> **Texte source**:
□ □ □ □ □ □ □

Pas le temps de s’installer à la tête du Quai, que Thomas Jolly a dû faire face à la mise à l’arrêt du théâtre, au confinement. Sonné un temps, mais refusant l’inéluctable inactivité théâtrale, il se met en scène sur son balcon angevin dans une des scènes mythiques de Roméo et Juliette. Devant l’enthousiasme de ses voisins, il récidive porté par le besoin, l’envie de tous de revoir du spectacle vivant. Face à l’annulation de toutes les manifestations estivales, germe alors dans son esprit, l’idée d’ouvrir le CDN de juillet à octobre et de créer une saison d’été en faisant appel aux compagnies régionales. Beaucoup ont répondu à l’appel permettant d’imaginer un événement riche de 103 représentations, que ce soit dans ses murs ou dans 12 autres lieux du département.

□ □ □ □ □ □ □

> **Données enregistrées**:
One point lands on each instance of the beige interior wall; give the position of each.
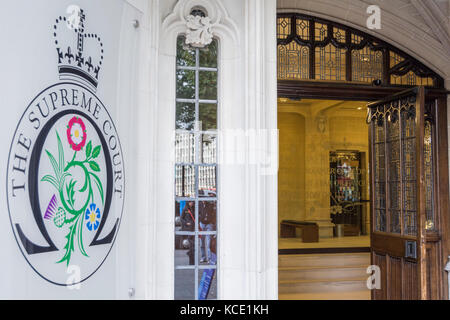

□ □ □ □ □ □ □

> **Liste des consignes**:
(1) Recopiez mot pour mot, dans le texte sur Thomas Jolly et le Quai, le passage allant de « Pas le temps » jusqu'à « lieux du département. ».
(2) Reprenez le texte sur Thomas Jolly et le Quai là où il s'interrompt et poursuivez sa rédaction.

> **Section des réponses**:
(1)
Pas le temps de s’installer à la tête du Quai, que Thomas Jolly a dû faire face à la mise à l’arrêt du théâtre, au confinement. Sonné un temps, mais refusant l’inéluctable inactivité théâtrale, il se met en scène sur son balcon angevin dans une des scènes mythiques de Roméo et Juliette. Devant l’enthousiasme de ses voisins, il récidive porté par le besoin, l’envie de tous de revoir du spectacle vivant. Face à l’annulation de toutes les manifestations estivales, germe alors dans son esprit, l’idée d’ouvrir le CDN de juillet à octobre et de créer une saison d’été en faisant appel aux compagnies régionales. Beaucoup ont répondu à l’appel permettant d’imaginer un événement riche de 103 représentations, que ce soit dans ses murs ou dans 12 autres lieux du département.

(2)
Un Copi de circonstance
La nuit de Madame Lucienne de Copi. Mise en scène de Thomas Jolly. Le Quai-Angers. © Nicolas Joubard

Pas question pour l’artiste de n’être que simple observateur. Intégrant plus tôt que prévu sa troupe de la Piccola familia à la compagnie nouvellement créée du Quai, il puise dans sa boite imaginaire La nuit de madame Lucienne, une pièce de Copi faisant étrangement écho à l’actualité. La nuit dans un théâtre vide, un metteur en scène travaille d’arrache-pied avec sa comédienne fétiche pour monter en quelques jours un spectacle. Faisant face à l’urgence, personne ne devant soupçonner son activité nocturne, que l’on peut supposer prohibée, il se bat comme un beau diable pour que le projet voit le jour. Loin d’être de tout repos, la répétition va virer au cauchemar grand-guignolesque. 

Une mise en abyme acerbe du théâtre

Connu pour ses positions ouvertement gays, Copi s’amuse à introduire dans toutes ses œuvres des personnages de folle furieuse, de trans déjanté, d’être abimé par la vie totalement rapiécé. Il en va de même pour cette pièce, l’une des dernières qu’il ait écrite, à peine deux ans avant sa disparition. Chantre de l’exubérance, il darde son regard sans concession sur son époque, mais aussi sur le théâtre. Caricaturiste, il rend hommage au spectacle vivant à sa manière. Il l’assassine pour mieux le réinventer, lui offrir une autre vie sans contrainte, accessible à tous.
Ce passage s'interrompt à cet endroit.